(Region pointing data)
******

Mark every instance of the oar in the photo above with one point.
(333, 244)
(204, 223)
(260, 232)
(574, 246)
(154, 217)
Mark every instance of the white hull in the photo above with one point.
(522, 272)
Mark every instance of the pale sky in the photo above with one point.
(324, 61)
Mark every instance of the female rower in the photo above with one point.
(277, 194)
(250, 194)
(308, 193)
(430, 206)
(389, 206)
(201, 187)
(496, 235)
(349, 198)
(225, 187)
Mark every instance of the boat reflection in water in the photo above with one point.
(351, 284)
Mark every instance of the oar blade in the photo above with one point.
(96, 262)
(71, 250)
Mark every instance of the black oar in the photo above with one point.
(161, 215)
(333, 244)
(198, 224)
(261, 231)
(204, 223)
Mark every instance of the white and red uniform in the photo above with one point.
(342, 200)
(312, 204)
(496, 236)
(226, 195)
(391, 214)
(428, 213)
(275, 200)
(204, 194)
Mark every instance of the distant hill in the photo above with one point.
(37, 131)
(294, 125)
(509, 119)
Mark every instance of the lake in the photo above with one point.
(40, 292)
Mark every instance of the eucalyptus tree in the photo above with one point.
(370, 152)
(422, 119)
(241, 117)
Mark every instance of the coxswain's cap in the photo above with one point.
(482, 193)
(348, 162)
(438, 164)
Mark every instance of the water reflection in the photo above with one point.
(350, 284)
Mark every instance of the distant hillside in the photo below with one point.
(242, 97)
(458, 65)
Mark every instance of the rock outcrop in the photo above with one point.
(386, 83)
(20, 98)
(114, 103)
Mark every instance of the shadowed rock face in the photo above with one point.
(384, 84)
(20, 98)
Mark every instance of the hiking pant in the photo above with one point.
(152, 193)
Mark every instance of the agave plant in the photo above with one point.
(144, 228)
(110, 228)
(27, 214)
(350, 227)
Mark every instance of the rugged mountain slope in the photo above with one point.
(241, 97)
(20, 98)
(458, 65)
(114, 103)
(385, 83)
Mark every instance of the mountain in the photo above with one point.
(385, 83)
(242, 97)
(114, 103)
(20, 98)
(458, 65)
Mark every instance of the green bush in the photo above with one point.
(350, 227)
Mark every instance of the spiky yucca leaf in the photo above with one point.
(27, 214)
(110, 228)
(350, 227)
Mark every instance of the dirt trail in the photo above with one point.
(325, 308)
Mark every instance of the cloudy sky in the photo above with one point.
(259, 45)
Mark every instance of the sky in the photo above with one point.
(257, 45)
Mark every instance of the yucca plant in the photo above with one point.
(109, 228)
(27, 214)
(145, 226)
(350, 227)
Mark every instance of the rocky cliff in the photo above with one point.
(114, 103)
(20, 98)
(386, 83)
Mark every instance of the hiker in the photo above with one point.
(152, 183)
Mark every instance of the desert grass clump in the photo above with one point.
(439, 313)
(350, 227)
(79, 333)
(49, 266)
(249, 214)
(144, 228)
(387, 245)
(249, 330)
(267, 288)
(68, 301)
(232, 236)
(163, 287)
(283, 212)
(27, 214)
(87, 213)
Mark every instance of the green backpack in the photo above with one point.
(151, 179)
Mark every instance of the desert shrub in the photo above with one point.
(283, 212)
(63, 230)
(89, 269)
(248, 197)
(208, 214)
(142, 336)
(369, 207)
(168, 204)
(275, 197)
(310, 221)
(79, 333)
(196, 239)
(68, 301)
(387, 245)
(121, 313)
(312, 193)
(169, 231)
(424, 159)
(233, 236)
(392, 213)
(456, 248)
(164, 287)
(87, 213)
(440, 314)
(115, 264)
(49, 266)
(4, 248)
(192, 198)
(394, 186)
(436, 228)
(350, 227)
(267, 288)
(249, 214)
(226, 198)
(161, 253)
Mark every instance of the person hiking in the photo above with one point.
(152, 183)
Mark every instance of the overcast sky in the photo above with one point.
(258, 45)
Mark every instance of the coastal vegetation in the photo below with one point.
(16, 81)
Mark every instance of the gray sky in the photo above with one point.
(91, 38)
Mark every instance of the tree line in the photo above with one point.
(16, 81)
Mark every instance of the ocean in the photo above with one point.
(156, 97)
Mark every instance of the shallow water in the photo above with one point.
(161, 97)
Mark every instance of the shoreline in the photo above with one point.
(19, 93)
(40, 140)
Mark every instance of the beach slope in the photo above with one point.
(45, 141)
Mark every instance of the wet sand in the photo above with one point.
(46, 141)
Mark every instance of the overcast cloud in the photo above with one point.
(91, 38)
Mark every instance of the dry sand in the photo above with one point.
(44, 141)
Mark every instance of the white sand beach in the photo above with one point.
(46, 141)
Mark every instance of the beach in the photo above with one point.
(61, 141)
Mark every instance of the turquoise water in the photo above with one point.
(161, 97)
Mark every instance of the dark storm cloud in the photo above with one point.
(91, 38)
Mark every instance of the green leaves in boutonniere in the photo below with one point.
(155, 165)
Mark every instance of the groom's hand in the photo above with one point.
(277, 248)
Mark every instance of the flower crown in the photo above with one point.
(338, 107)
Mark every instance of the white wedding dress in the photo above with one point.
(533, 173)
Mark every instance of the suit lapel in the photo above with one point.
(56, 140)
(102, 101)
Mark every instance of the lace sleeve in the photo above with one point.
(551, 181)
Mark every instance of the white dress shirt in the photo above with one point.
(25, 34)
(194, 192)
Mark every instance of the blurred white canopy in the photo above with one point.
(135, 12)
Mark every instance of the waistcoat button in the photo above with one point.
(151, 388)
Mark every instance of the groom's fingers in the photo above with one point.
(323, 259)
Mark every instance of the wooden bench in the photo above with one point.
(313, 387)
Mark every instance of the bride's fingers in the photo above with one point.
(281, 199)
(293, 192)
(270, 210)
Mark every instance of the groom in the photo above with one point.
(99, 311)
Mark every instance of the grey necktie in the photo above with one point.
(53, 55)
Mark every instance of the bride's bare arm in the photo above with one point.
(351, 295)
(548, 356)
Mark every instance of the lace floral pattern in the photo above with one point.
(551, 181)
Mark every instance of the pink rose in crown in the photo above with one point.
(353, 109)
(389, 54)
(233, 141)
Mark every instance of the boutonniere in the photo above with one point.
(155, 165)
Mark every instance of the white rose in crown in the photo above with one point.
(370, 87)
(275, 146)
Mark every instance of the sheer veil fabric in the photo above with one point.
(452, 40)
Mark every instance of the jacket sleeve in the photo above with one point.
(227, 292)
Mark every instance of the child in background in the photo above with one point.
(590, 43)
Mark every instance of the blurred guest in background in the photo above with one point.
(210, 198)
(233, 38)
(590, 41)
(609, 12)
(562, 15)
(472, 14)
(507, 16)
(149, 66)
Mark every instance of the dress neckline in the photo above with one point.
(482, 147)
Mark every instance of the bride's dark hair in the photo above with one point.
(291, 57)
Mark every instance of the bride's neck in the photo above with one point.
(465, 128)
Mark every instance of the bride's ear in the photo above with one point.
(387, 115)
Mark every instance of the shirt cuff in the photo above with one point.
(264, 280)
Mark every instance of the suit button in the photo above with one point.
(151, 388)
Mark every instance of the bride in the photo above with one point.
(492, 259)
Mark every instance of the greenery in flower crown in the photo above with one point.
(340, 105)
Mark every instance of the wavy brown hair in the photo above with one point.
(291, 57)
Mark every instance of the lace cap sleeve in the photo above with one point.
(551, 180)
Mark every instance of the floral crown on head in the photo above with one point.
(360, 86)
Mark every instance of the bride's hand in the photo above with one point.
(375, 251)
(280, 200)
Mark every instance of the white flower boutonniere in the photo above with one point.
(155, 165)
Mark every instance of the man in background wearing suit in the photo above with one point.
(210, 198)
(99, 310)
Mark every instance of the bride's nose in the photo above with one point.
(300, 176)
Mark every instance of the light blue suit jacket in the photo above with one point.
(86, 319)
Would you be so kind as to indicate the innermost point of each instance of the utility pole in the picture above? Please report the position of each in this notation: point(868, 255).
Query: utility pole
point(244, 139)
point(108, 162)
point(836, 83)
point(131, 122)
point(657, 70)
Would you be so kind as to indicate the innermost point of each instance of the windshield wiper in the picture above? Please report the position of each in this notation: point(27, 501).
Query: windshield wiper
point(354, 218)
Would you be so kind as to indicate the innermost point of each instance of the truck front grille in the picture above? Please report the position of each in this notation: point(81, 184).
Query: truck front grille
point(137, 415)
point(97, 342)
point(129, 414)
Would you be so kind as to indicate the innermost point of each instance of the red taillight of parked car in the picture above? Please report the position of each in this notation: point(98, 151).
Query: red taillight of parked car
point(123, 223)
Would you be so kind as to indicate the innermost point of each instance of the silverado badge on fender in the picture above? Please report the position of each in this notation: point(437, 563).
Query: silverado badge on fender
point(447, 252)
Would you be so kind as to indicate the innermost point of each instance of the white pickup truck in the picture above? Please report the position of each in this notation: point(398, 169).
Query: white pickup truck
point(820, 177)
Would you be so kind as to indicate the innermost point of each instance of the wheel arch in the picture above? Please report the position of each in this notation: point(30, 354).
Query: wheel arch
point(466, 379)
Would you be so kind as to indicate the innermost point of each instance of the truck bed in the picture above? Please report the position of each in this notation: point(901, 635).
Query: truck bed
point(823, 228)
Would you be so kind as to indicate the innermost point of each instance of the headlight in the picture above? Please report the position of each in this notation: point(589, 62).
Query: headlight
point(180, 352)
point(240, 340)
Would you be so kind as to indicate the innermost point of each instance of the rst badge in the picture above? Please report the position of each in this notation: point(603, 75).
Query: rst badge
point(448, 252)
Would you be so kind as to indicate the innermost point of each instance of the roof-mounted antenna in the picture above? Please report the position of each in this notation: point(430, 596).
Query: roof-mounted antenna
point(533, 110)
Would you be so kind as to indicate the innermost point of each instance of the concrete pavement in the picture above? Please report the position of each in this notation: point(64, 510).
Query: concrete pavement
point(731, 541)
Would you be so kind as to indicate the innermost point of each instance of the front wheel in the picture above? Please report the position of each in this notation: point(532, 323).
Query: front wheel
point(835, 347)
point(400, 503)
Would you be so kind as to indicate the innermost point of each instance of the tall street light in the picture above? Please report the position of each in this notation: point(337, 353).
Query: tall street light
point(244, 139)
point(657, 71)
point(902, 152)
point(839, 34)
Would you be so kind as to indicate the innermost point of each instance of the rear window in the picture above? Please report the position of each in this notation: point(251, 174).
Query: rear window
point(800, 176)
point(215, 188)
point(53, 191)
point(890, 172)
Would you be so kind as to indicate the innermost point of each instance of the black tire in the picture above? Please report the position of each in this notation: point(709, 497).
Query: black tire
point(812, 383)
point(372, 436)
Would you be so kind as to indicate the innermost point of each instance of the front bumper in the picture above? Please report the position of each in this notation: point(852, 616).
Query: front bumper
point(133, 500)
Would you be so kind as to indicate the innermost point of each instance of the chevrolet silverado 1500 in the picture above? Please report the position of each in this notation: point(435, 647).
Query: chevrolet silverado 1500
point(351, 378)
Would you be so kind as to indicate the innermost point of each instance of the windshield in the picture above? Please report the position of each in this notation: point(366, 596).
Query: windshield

******

* [WHAT THE TASK ASKS]: Within the records above, the line carrying "notation: point(366, 596)." starts the range and the last line ends it. Set down that range exactly.

* [RESULT]:
Would you be so kind as to indicate the innermost point of each instance of the windshield in the picture above? Please report the position of each in this notation: point(366, 596).
Query: windshield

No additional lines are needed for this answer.